**SELECTED EXTRACT**
Peach and nectarine-Eriophyid mites


Prunus rust mite (Aculus fockeui)

Pest description and crop damage Adult mites are extremely small and require at least a 10X magnifying lens to scout for them. They are light-color, cylindrical and wedge-shaped. Immature mites are similar in appearance, but smaller and often lighter in color. These mites have piercing-sucking mouthparts and feed on the outermost plant cells. Eriophyid mite feeding can cause a silvering or bronzing of leaf foliage, and heavy infestations may lead to premature defoliation.

Biology and life history These mites overwinter as diapausing females in buds immediately under the bud scales, or in cracks along the bark. As buds expand in the spring, females leave their overwintering sites and begin feeding, then after a few days lay eggs. In the spring, eggs may take two weeks to hatch, but by midsummer they may hatch in as little as 3 to 4 days. There are several generations per year. As the foliage deteriorates in late summer, diapausing females are produced.

Pest monitoring Typically when crop damage by these mites is detected, the best plan is to monitor and manage this pest the following spring. Observe the leaves for signs of mite feeding and use a hand lens to check for the mites, particularly in fruit trees with a history of eriophyid mite infestations.

Management-biological control

Phytoseiid predator mites almost always keep these mites under control when broad-spectrum insecticide applications are avoided. Rust mites form a significant food source for these predator mites that also control spider mite pests, so early-season populations of this eriophyid mite should be tolerated. Hot, dry weather and the hardening off of leaves can reduce eriophyid mite numbers.

Management-chemical control

Successive sampling during the dormant, delayed-dormant period or early spring can best target pesticide applications towards active and growing populations of eriophyid mites before mite damage causes leaf bronzing or silvering. Do not apply these products after the damage has been done.

Management-chemical control: HOME USE

Dormant-season spray

Apply sprays using enough water to cover the tree thoroughly, including small limbs. Apply during the dormant, delayed-dormant period.

  • horticultural mineral oil-Some formulations OMRI-listed for organic use.

Growing-season spray

  • carbaryl-Highly toxic to bees.

Management-chemical control: COMMERCIAL USE

Spring and summer sprays

  • spirodiclofen (Envidor 2SC) at 16 to 18 fl oz/A. REI 12 hr. PHI 7 days. Limited to one application per season.

**DIRECTIONS**
From the guide on eriophyid mites in peach and nectarine, print the part that opens with the words containing "Dormant-season spray" and closes with "dormant, delayed-dormant period.". You won't need the rows to do anything here.

[Saved entries]
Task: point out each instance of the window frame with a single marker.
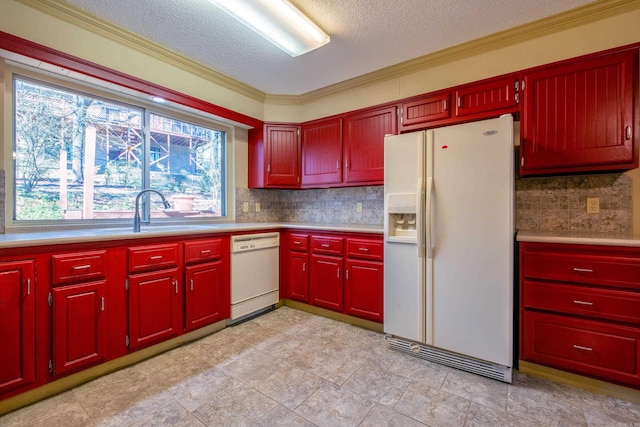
(112, 93)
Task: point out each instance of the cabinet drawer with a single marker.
(610, 304)
(142, 258)
(616, 271)
(326, 245)
(299, 242)
(365, 249)
(202, 250)
(78, 266)
(585, 346)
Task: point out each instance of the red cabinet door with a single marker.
(325, 282)
(322, 152)
(79, 326)
(363, 289)
(207, 298)
(494, 96)
(364, 144)
(419, 113)
(282, 156)
(299, 276)
(17, 325)
(579, 116)
(155, 312)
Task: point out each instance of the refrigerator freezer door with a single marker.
(404, 310)
(473, 239)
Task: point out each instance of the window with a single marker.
(80, 156)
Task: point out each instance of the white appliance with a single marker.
(448, 251)
(254, 273)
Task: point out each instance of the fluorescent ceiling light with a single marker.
(279, 22)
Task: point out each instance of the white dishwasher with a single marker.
(254, 273)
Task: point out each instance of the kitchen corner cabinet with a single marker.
(363, 285)
(155, 294)
(363, 144)
(579, 116)
(580, 309)
(207, 298)
(296, 263)
(325, 272)
(274, 156)
(77, 301)
(322, 152)
(17, 325)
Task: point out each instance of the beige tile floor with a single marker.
(292, 368)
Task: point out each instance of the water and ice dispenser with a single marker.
(401, 216)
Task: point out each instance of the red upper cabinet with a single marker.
(579, 116)
(17, 325)
(364, 144)
(418, 113)
(487, 98)
(322, 152)
(274, 156)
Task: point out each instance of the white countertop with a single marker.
(55, 237)
(579, 238)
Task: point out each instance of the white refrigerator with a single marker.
(448, 251)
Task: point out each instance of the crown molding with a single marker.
(573, 18)
(75, 16)
(592, 12)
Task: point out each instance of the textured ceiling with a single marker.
(366, 35)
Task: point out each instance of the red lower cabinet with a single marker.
(590, 347)
(79, 326)
(580, 309)
(206, 299)
(325, 283)
(363, 289)
(17, 325)
(155, 309)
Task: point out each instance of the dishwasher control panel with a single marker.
(249, 242)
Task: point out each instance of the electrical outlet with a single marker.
(593, 205)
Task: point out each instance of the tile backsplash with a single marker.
(331, 205)
(545, 203)
(559, 203)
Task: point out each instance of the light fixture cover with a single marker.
(278, 21)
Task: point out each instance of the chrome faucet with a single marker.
(136, 215)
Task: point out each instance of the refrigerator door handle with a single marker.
(419, 217)
(429, 219)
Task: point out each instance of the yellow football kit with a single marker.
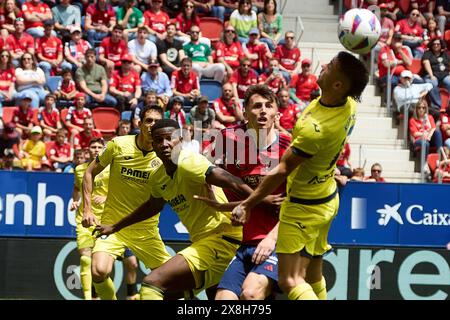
(129, 187)
(215, 240)
(312, 201)
(85, 239)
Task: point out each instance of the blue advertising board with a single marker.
(38, 205)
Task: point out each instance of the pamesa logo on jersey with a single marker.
(414, 214)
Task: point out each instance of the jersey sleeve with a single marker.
(105, 158)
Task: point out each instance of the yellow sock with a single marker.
(105, 290)
(86, 277)
(302, 292)
(149, 292)
(320, 289)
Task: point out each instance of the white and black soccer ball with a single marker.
(359, 30)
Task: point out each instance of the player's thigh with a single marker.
(256, 287)
(147, 245)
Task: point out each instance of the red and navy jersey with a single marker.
(244, 160)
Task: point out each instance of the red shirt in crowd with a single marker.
(185, 84)
(244, 82)
(156, 21)
(232, 53)
(125, 82)
(287, 57)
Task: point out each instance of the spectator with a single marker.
(170, 51)
(185, 20)
(92, 80)
(112, 49)
(19, 42)
(242, 78)
(59, 151)
(270, 24)
(175, 111)
(375, 174)
(157, 81)
(229, 51)
(202, 117)
(397, 56)
(100, 21)
(304, 86)
(23, 116)
(77, 114)
(155, 20)
(407, 94)
(7, 79)
(130, 18)
(66, 17)
(49, 117)
(273, 77)
(289, 56)
(125, 85)
(82, 139)
(288, 113)
(67, 89)
(228, 111)
(33, 151)
(10, 139)
(412, 32)
(124, 128)
(185, 83)
(244, 19)
(49, 51)
(142, 50)
(435, 62)
(443, 11)
(224, 8)
(257, 51)
(35, 13)
(9, 11)
(202, 61)
(75, 50)
(422, 127)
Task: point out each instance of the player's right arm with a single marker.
(147, 210)
(92, 171)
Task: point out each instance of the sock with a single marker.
(131, 289)
(105, 289)
(302, 292)
(320, 289)
(149, 292)
(85, 276)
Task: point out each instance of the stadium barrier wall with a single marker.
(49, 269)
(38, 205)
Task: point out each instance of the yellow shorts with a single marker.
(147, 245)
(306, 227)
(209, 257)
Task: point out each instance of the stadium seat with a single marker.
(211, 88)
(212, 29)
(52, 83)
(106, 120)
(63, 112)
(8, 114)
(444, 99)
(126, 115)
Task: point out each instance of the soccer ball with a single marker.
(359, 30)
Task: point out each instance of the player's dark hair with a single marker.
(165, 123)
(356, 72)
(151, 107)
(264, 91)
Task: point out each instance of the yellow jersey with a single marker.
(100, 189)
(129, 180)
(188, 180)
(320, 132)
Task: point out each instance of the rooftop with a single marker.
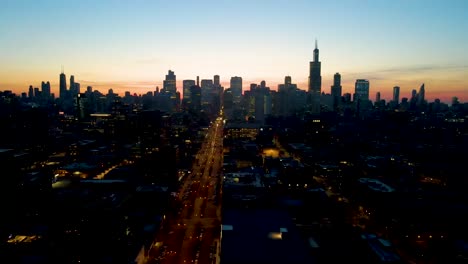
(261, 236)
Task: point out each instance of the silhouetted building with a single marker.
(186, 84)
(361, 90)
(236, 88)
(336, 90)
(315, 82)
(63, 85)
(396, 94)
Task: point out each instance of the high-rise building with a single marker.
(361, 90)
(396, 94)
(45, 88)
(63, 85)
(236, 88)
(169, 84)
(195, 98)
(216, 80)
(336, 90)
(421, 94)
(315, 82)
(31, 92)
(186, 88)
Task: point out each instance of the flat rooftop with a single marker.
(261, 236)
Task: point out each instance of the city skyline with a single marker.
(131, 46)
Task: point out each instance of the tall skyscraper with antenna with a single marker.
(63, 85)
(315, 82)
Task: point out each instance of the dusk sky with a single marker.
(130, 45)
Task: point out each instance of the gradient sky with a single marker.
(130, 45)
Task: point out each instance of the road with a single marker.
(192, 234)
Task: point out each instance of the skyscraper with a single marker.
(336, 90)
(236, 88)
(361, 90)
(315, 82)
(63, 85)
(216, 80)
(45, 88)
(421, 95)
(186, 84)
(169, 84)
(396, 94)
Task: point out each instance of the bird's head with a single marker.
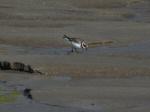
(84, 45)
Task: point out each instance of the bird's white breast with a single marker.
(77, 45)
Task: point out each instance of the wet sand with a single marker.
(108, 77)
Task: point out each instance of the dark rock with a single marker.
(18, 66)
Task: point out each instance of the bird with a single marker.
(27, 93)
(76, 43)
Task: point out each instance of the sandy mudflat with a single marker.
(112, 76)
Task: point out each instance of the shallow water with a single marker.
(141, 49)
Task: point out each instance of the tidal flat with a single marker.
(112, 76)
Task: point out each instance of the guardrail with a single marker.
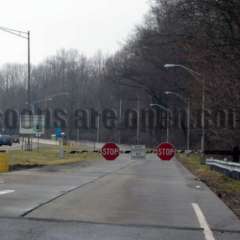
(230, 169)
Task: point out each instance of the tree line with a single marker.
(203, 35)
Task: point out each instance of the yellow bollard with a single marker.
(4, 165)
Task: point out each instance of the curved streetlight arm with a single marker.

**YOUR RESPONSE**
Dormant-season spray

Apply sprays using enough water to cover the tree thoroughly, including small limbs. Apply during the dormant, delayed-dormant period.